## start

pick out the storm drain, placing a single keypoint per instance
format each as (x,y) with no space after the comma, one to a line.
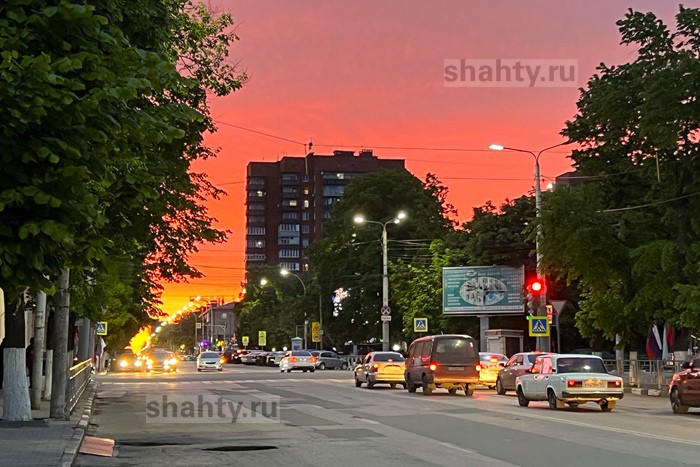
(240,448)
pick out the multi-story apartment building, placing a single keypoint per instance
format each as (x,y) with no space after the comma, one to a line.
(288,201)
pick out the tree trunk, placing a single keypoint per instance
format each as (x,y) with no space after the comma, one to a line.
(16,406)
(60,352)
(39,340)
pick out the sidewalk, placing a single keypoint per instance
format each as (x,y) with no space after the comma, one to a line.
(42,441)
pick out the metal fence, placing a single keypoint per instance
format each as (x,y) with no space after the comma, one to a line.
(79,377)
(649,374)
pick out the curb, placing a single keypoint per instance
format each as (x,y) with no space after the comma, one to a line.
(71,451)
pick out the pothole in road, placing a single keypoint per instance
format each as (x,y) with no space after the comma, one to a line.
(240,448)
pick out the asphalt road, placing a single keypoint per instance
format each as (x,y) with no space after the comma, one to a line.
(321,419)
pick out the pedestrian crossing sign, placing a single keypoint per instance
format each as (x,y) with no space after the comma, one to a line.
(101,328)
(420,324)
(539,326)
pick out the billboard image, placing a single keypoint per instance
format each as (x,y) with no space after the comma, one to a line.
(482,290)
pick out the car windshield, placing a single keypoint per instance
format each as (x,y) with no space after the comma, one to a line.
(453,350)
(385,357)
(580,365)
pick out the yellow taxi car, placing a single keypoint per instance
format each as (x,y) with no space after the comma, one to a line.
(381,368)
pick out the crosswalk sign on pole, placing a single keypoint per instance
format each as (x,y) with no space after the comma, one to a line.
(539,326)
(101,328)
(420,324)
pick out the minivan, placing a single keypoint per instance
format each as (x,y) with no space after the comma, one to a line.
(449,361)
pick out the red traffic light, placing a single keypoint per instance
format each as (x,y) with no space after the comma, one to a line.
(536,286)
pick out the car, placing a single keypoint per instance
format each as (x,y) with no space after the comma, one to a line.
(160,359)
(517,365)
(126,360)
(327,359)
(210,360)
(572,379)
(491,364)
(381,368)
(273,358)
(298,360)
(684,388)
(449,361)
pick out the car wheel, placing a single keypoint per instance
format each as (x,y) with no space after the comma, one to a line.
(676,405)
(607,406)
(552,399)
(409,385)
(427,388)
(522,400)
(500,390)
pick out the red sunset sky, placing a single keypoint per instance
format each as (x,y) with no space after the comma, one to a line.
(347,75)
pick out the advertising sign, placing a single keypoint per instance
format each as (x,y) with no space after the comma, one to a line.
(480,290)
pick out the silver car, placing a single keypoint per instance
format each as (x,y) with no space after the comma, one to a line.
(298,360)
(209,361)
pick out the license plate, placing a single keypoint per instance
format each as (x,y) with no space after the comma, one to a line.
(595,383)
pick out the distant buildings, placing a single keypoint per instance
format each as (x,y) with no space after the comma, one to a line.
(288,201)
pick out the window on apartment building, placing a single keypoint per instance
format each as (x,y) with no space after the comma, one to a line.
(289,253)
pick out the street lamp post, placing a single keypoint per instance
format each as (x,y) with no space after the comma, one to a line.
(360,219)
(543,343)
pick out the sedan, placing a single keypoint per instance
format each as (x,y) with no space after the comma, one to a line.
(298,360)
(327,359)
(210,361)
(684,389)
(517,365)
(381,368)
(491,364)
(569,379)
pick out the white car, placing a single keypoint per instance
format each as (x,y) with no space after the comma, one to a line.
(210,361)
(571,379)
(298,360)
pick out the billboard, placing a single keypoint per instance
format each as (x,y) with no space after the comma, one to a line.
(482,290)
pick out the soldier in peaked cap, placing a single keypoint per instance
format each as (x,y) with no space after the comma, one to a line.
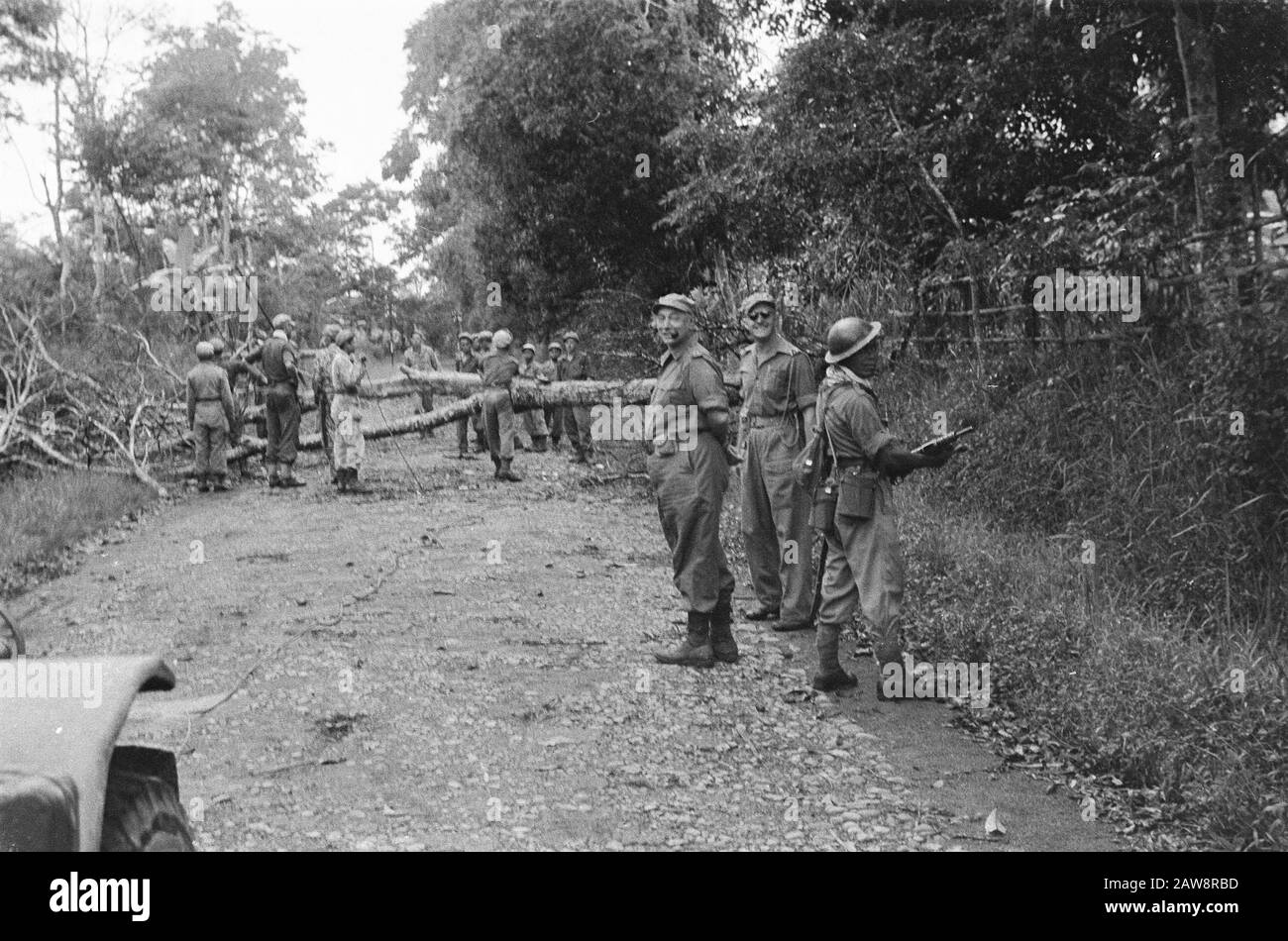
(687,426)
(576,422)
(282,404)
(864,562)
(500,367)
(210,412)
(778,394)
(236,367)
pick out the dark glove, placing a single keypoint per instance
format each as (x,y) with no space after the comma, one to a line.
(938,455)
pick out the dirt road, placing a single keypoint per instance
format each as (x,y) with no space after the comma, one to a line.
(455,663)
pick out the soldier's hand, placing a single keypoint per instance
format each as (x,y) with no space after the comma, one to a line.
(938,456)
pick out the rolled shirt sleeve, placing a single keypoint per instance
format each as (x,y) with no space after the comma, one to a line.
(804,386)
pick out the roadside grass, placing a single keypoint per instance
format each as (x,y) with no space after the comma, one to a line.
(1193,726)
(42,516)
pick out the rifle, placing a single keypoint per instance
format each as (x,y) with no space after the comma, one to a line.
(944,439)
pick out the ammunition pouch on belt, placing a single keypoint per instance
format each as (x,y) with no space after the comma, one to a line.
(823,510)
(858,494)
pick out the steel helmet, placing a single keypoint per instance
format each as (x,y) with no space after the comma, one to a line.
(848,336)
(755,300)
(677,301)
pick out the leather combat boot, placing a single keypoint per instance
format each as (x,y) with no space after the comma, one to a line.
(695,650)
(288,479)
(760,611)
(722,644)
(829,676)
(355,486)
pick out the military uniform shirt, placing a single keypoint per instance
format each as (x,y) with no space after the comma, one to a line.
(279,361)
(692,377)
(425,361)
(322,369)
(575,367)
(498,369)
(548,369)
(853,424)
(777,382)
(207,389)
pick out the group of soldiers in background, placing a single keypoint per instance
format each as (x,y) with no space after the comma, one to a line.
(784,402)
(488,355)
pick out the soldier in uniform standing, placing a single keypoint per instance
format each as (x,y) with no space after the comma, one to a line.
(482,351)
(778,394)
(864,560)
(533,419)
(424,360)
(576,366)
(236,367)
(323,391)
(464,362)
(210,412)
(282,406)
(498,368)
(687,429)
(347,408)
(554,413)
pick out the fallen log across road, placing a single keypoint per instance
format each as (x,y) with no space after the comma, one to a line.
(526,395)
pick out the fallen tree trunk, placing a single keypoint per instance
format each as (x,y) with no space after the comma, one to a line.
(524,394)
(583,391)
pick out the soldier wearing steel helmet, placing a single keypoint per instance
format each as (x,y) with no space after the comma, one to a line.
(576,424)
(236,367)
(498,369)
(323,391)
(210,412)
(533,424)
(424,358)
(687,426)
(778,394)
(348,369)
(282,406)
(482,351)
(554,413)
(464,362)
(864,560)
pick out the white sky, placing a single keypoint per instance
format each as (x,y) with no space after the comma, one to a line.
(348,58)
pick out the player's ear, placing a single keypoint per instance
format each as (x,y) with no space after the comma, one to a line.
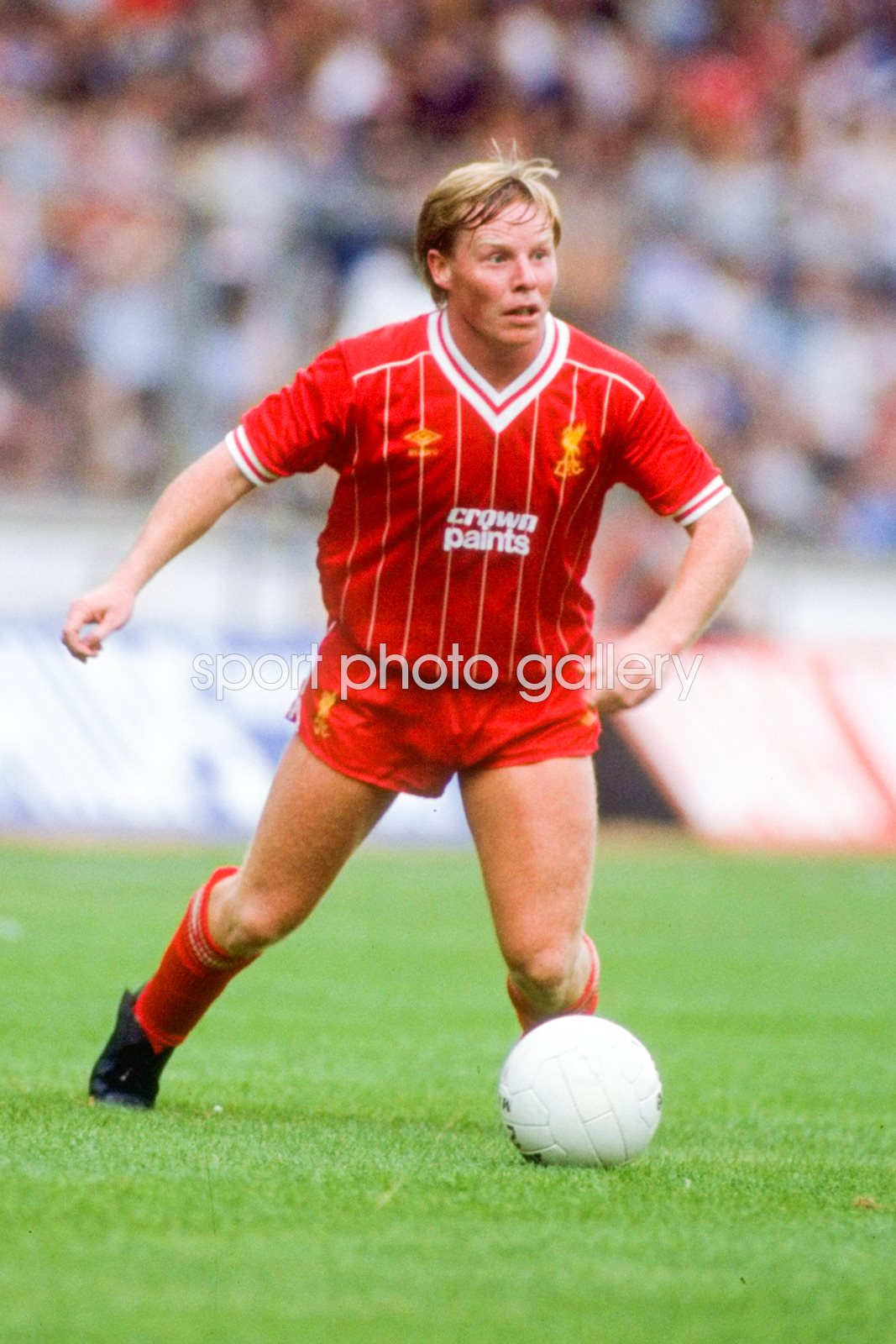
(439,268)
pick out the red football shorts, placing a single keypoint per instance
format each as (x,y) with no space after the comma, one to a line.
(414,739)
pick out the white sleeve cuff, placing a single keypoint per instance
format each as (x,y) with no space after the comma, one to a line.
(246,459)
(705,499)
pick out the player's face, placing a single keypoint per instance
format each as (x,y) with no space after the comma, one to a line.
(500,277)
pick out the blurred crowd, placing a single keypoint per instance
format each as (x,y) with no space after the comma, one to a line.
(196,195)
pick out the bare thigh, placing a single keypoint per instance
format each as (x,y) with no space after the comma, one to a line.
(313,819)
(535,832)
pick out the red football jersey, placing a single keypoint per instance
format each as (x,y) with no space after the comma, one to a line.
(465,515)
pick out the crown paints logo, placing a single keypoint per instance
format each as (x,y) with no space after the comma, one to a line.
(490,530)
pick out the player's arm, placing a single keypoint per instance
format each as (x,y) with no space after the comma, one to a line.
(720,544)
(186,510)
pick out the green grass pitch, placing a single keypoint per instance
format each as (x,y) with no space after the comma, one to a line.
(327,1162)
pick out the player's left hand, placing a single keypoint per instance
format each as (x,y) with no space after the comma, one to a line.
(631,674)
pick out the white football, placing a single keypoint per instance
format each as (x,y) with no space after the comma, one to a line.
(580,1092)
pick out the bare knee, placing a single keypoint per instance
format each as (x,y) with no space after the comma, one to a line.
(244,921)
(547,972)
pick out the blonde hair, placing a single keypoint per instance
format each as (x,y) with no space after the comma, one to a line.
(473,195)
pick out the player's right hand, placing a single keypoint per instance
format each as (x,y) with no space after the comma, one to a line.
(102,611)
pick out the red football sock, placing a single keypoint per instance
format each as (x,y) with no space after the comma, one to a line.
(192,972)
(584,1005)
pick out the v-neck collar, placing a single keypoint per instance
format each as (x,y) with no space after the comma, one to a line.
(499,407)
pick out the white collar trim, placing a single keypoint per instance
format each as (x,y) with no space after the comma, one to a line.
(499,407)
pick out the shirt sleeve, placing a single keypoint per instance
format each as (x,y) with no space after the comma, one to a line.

## end

**INSTRUCTION**
Quote every line from the line containing "pick out the red football jersey, placing" through the closing line of the listing, including both.

**EXERCISE SOLUTION**
pick out the red football jersey, placing a single keypoint per instance
format each as (x,y) with no space after the comma, one to a line.
(465,515)
pick out the crown paints logo, placing a single keypoint per instance
format each as (x,y) with no space after the comma, one to a line.
(490,530)
pick out the player's arm, placing a single keypoint per instance
format each as (x,y) with no space after the comma, one to a line.
(720,544)
(186,510)
pick out the green grass pitch, placing a single keypoint per instance
format each as (x,y) with no space after the comma, one to a line.
(327,1162)
pick out the player's left hand, placing a single keypoint per instance
format each as (x,y) with no space after the comma, one to a line.
(631,674)
pick out the white football, placing a single keypoint per instance
format each as (x,y) with no space after the comma, one to a line.
(580,1092)
pick out the bare knee, placing a single keypoint per instance
format each as (x,y) with no space after the comma, one to a line.
(244,921)
(547,972)
pick out the blonde hair, placing a single keypoint per instance
format each as (x,y) with no space after the comma, one to a line.
(473,195)
pick out the player's right hand, placing a single keypoint per instance
format each as (x,y) with no space after the comma, one to a line.
(102,611)
pick out the red football sock, placing a single keypoint per instance
format each as (x,y) with no space after the comma, one to a line.
(192,972)
(584,1005)
pick out the v-neck collar, placing a single keypoint per instance
format each as (x,y) with no space after the comma, one to a line.
(499,407)
pick out the white collar trim, placing a single keypoint per instance
format each as (x,y) with no space after the comma, one to a line.
(499,407)
pick out the shirt sleeve, placing a single keypoint per instance
format each as (x,y) with no space after the comma, one to a line.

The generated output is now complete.